* SUPPLIED TEXT
** start **
Spent a lot of time yesterday talking with folks about the future of money, payments and banking.
The conversation got interesting in two particular areas: branches and mobile services.
This is because I realised some things.
Take branches.
There appears to be an evolution of branch usage from underbanked economies through emerging economies to developed economies.
In the underbanked economies, the issue is often a mixture of a lack of infrastructure and investment combined with low income and low prospects.
In these instances, banks don’t make investments in branches as there is only going to be profitability from clients in major urban areas where there’s population density, wealth and work.
As a result, these countries have had little banking prospects, availability or access, but this is changing due to the introduction of mobile wireless infrastructures.
Even so, these communities will still remain underbanked as full bank services have limited availability in rural communities.
You then move to emerging economies, and find the massive urbanisation of these economies is creating new wealth and new communities. You only have to look at the urbanisation of China, with the rural population to urban population changing from 74% to 26% in 1990 to a major switch in 2009 of 53.4% rural to 46.6% urban to realise such change.
And with such change, comes branches and branch banking. China has seen a revolution in banking during their change process, and today’s Chinese banks hardly reflect those of two decades ago in service and style.
In this instance, mobile services range from simple to complex, and the mobile channel is everything from basic payments to full service banking depending upon which consumer segment the bank serves.
Then you look at developed economies, and the bank branch is already inbuilt to their model from the past. The branch may be an asset or liability, but the criticality is that new channels and technologies – internet and mobile internet specifically – are offering additional and alternative capabilities for these banks to reach their consumer.
This also varies by culture and language. For example, Spanish bank customers much prefer bank branch access than UK customers, who would rather call their bank than visit a branch.
So you cannot generalise too much about these services.
Nevertheless, and this was my other realisation, you can also see big changes in mobile.
** end **
* DATA SEGMENT
** start **
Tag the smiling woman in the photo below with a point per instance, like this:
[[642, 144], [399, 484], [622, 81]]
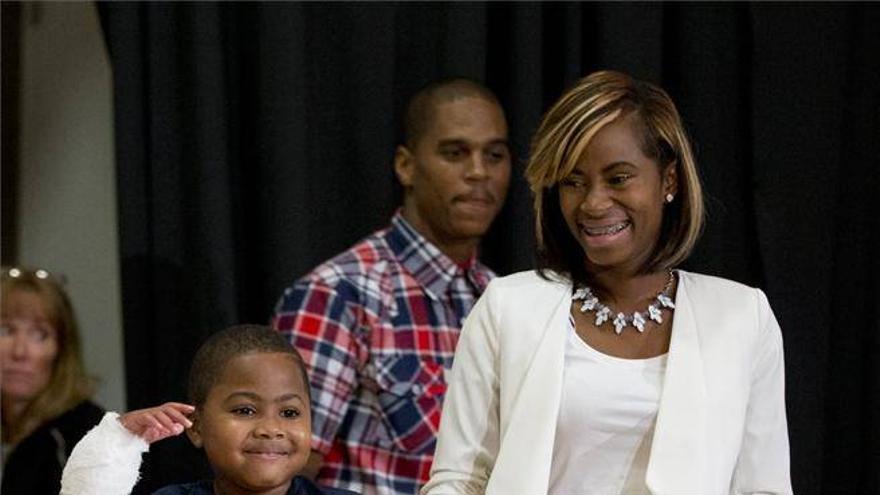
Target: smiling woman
[[616, 371]]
** end **
* PROBLEMS AND TASKS
1/ Summarize the post on bank branches and mobile banking in two sentences.
2/ Rewrite the post on bank branches and mobile banking between "The conversation got" and "to developed economies.", inclusive, replacing "branches" with "branch offices".
3/ Continue the post on bank branches and mobile banking from the point where it stops.
The listing is not used in any of this.

* ANSWERS TO THE TASKS
1/ After discussing the future of money, payments and banking, the writer observes that branch usage evolves across economies: underbanked ones lack branches though mobile wireless infrastructure is changing access, urbanizing emerging economies such as China gain branches, and developed economies already have branches while internet and mobile internet offer new ways to reach consumers. Preferences also vary by culture and language, with Spanish customers favoring branches more than UK customers, so these services cannot be generalized too much, and the post closes by noting big changes in mobile.

2/
The conversation got interesting in two particular areas: branch offices and mobile services.
This is because I realised some things.
Take branch offices.
There appears to be an evolution of branch usage from underbanked economies through emerging economies to developed economies.

3/
I’m no mobile expert but in banking, I’ve seen five phases of mobile channel access and usage.
The first was basic payments processing and transaction services using SMS text messaging.
Then there were additional bank account services based upon Wireless Application Protocol, WAP.
Third generation mobile bank services offered a more multimedia rich interaction, based upon smartphones. This was OK but limited by the fact that you had to design your apps for each phone operating system and, in some cases, model of phone. Hence, it was very limited.
Fourth generation is where we are today, and I recently blogged about the killer apps offered by iPhones and Androids. The beauty of this generation is not only that we now have phones that can offer idiot proof bank services, but apps that can be developed and deployed for mobile internet. Therefore, the design is no longer for a specific phone model or operating system, but for easy access to multimedia rich banking services using Open APIs.
Finally, there is a next generation mobile service appearing on the horizon ... the chip-neutral device.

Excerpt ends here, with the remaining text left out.